#### TASK INPUTS ####
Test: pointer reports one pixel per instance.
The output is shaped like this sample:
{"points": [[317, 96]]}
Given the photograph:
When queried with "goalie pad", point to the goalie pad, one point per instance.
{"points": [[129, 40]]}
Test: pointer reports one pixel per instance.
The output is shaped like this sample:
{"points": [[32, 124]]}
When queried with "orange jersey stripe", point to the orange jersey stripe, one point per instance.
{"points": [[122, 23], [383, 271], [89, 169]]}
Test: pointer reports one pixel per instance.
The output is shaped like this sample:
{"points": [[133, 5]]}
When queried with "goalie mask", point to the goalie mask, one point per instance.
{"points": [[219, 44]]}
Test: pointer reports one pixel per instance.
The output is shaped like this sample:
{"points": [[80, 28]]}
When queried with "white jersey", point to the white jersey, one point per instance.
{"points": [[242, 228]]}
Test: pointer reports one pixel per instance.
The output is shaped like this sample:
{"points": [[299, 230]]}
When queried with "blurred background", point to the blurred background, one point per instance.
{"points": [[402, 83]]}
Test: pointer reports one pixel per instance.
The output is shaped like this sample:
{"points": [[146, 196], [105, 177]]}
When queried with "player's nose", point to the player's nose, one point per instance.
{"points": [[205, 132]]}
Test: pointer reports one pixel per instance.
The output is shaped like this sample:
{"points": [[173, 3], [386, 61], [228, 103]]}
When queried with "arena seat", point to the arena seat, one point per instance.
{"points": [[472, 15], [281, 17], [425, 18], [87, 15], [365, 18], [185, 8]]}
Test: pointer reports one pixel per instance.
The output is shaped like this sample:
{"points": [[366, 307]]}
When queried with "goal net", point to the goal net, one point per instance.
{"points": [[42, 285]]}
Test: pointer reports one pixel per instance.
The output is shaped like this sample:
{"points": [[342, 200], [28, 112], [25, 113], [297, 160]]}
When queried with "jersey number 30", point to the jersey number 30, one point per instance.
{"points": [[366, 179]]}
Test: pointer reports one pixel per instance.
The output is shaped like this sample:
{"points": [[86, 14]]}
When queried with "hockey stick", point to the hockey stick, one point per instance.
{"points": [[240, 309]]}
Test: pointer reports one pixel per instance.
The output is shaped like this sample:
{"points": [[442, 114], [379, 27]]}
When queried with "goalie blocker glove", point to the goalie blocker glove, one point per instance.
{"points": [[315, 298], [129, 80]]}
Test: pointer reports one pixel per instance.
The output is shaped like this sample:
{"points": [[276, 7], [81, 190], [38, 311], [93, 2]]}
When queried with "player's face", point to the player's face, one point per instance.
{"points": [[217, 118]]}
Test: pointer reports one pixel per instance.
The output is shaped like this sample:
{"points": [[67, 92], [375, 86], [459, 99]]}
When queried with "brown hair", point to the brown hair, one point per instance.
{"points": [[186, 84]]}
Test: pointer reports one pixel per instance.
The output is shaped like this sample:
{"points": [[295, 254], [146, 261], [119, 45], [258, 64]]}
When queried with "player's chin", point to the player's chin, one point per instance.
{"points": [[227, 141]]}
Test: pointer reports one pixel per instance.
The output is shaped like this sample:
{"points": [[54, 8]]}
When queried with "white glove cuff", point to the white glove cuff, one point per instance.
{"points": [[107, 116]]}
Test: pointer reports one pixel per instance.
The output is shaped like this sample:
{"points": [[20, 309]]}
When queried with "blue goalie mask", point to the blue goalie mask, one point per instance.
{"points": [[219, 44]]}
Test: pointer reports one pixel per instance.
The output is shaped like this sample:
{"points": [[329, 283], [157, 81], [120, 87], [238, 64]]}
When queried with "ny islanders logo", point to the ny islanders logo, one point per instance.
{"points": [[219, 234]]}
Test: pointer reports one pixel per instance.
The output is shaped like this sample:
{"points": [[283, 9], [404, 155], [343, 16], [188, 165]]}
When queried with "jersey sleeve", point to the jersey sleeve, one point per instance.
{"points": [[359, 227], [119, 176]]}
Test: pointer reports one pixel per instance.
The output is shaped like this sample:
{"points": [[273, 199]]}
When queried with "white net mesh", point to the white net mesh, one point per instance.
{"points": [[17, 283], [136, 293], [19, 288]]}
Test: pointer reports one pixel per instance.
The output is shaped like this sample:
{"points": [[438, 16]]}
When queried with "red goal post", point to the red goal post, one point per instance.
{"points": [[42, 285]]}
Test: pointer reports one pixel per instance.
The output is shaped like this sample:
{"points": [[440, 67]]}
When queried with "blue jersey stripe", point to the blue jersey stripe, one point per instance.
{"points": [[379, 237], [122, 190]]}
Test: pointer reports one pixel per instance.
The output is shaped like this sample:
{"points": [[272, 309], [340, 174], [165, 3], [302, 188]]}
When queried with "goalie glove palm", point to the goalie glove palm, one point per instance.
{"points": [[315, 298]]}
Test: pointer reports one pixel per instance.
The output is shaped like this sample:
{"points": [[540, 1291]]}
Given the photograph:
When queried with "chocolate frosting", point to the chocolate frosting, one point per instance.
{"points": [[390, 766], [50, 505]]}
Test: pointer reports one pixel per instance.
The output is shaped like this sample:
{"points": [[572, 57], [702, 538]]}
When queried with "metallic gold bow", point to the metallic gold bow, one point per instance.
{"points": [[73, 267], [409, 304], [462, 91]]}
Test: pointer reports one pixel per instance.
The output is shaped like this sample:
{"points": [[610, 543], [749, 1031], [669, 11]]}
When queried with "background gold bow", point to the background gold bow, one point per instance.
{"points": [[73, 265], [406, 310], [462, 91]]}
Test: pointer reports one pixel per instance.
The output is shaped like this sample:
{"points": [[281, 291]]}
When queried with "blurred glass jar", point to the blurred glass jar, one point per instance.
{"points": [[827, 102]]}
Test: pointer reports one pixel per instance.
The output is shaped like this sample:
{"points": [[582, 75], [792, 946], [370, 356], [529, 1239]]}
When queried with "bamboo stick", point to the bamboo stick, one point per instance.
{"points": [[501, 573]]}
####
§ YOUR TASK: Report how many lines in the items above contain the string "white". Case counts. Give only the number.

§ TASK SOLUTION: 3